-- EXTRAIT CHOISI --

En décembre 1966, sous un épais brouillard, l’Ajax Amsterdam reçoit le Liverpool FC au deuxième tour de la Coupe des clubs champions. Devant plus de 50 000 spectateurs, le club néerlandais colle une fessée aux hommes de Bill Shankly. Quelques années avant leur suprématie européenne, les Amstellodamois n’étaient encore qu’en rodage de leur football total.
Venue de la mer du Nord, la nappe de brouillard a rapidement gagné toute la ville d’Amsterdam. Le stade olympique n’y fait pas exception, tout comme le stade De Meer où devait se jouer la rencontre avant la demande trop importante de supporters. Dès leurs premiers pas sur le tarmac, les joueurs de Liverpool ont senti le traquenard arriver. Impossible d’y voir à un mètre. Même leur emblématique entraîneur, Bill Shankly, est imperceptible au cœur de cette brume.
Un report envisagé
Plein de confiance après leur victoire 5-0 face à Leeds United, les Reds arrivent aux Pays-Bas avec l’ambition de prouver leur valeur à l’ensemble du Vieux Continent. Mais l’Ajax Amsterdam ne compte pas se faire dicter quoi que ce soit chez lui après leur victoire face à Besiktas lors du tour précédent. Surtout, « les fils de Dieu », comme on les surnomme déjà, connaissent ces conditions climatiques sur le bout des doigts et sont prêts à mener une véritable guérilla. Ce 7 décembre 1966, les Amstellodamois n’ont aucun mal à enfiler leur maillot blanc et rouge, tandis que leurs adversaires sentent la moiteur s’accrocher à leurs vêtements.

-- DONNÉES PRÉSENTÉES --
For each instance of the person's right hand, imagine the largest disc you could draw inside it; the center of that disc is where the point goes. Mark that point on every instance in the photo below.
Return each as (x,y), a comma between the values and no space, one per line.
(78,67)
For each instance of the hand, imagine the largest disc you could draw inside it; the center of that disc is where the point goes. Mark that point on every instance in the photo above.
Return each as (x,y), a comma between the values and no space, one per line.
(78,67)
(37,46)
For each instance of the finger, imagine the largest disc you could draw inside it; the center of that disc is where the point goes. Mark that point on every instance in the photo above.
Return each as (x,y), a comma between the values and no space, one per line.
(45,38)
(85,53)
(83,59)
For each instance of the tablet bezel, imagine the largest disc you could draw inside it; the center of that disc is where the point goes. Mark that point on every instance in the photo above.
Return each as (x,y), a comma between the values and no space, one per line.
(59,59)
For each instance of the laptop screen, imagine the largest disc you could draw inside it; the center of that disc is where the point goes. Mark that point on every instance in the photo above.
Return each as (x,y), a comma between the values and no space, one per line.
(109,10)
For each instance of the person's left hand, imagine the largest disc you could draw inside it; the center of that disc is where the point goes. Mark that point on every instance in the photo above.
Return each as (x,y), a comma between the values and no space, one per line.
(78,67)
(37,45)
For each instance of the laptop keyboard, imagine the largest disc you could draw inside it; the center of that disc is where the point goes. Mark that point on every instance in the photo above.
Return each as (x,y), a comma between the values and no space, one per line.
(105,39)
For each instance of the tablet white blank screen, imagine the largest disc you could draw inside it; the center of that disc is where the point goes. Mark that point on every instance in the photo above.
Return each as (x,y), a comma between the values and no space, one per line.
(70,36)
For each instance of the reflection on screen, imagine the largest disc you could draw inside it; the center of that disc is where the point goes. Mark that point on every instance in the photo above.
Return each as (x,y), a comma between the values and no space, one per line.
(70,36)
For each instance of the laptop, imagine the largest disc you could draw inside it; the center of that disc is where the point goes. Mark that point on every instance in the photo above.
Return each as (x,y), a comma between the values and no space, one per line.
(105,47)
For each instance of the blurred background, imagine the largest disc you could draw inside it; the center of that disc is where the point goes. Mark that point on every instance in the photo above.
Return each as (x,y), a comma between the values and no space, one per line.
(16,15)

-- OBJECTIF --
Recopiez intégralement l'extrait choisi sur le match Ajax-Liverpool de 1966, sans rien y changer. Les entrées n'ont aucun rôle à jouer ici.

-- RÉPONSE À L'EXERCICE --
En décembre 1966, sous un épais brouillard, l’Ajax Amsterdam reçoit le Liverpool FC au deuxième tour de la Coupe des clubs champions. Devant plus de 50 000 spectateurs, le club néerlandais colle une fessée aux hommes de Bill Shankly. Quelques années avant leur suprématie européenne, les Amstellodamois n’étaient encore qu’en rodage de leur football total.
Venue de la mer du Nord, la nappe de brouillard a rapidement gagné toute la ville d’Amsterdam. Le stade olympique n’y fait pas exception, tout comme le stade De Meer où devait se jouer la rencontre avant la demande trop importante de supporters. Dès leurs premiers pas sur le tarmac, les joueurs de Liverpool ont senti le traquenard arriver. Impossible d’y voir à un mètre. Même leur emblématique entraîneur, Bill Shankly, est imperceptible au cœur de cette brume.
Un report envisagé
Plein de confiance après leur victoire 5-0 face à Leeds United, les Reds arrivent aux Pays-Bas avec l’ambition de prouver leur valeur à l’ensemble du Vieux Continent. Mais l’Ajax Amsterdam ne compte pas se faire dicter quoi que ce soit chez lui après leur victoire face à Besiktas lors du tour précédent. Surtout, « les fils de Dieu », comme on les surnomme déjà, connaissent ces conditions climatiques sur le bout des doigts et sont prêts à mener une véritable guérilla. Ce 7 décembre 1966, les Amstellodamois n’ont aucun mal à enfiler leur maillot blanc et rouge, tandis que leurs adversaires sentent la moiteur s’accrocher à leurs vêtements.